### Your objective
Nothing beyond the line containing "the yellow sign" should be printed; print each line exactly from the first line of the listing below through it.

Exercise materials START

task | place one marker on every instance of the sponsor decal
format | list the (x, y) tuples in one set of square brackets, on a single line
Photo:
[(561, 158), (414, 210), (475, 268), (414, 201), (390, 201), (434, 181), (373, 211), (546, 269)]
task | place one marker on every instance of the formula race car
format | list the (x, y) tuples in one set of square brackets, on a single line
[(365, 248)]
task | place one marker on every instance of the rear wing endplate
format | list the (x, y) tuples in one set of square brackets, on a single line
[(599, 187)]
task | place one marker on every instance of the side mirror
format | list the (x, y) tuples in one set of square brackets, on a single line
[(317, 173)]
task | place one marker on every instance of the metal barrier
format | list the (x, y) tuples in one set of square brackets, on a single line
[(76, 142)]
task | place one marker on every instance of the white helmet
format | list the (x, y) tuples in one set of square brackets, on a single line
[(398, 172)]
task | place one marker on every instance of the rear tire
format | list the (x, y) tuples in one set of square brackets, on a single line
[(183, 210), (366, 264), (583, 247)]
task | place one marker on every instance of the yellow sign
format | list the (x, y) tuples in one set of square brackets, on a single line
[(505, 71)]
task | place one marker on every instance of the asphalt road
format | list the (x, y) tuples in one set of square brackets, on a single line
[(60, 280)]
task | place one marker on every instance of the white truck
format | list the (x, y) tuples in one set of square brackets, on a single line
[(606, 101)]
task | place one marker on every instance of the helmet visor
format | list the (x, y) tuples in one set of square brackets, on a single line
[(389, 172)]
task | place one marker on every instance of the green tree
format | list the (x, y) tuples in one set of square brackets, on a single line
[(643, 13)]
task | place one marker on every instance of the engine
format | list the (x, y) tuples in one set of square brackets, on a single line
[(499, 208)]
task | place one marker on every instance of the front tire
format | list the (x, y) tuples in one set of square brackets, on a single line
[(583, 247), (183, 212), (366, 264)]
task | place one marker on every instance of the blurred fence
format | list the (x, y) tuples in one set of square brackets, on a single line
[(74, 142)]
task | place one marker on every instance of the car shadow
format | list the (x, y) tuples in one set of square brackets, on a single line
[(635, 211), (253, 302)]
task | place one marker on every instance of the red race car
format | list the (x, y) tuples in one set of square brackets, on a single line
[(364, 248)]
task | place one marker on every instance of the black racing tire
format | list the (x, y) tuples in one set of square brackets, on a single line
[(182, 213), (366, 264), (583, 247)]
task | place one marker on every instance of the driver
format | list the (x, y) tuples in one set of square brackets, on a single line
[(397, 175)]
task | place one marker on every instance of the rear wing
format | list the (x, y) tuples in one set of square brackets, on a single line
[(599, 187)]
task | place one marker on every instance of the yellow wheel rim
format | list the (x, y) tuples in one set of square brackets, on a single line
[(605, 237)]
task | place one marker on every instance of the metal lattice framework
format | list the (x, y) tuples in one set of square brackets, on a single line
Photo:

Exercise materials END

### The answer
task | place one marker on every instance of the sponsor decal
format | list the (x, y) tuples in one set of square brackets, on a single line
Photo:
[(561, 158), (414, 210), (475, 268), (414, 201), (390, 201), (434, 181), (373, 211), (546, 269)]
task | place one marker on every instance of the formula race car
format | list the (x, y) tuples in one set of square brackets, on a single line
[(365, 248)]
task | place one marker on every instance of the rear wing endplate
format | list the (x, y) tuples in one set of square brackets, on a single line
[(599, 187)]
task | place one marker on every instance of the side mirror
format | list the (x, y) tuples in one set of square brackets, on a single line
[(317, 173)]
task | place one marker on every instance of the metal barrier
format | list the (x, y) tuples in one set of square brackets, on a single line
[(76, 142)]
task | place one marker on every instance of the white helmet
format | list the (x, y) tuples in one set of square brackets, on a single line
[(398, 172)]
task | place one marker on every instance of the rear tire
format | list the (x, y) tuples in one set of square brackets, on a single line
[(183, 210), (366, 264), (583, 247)]
task | place one marker on every instance of the yellow sign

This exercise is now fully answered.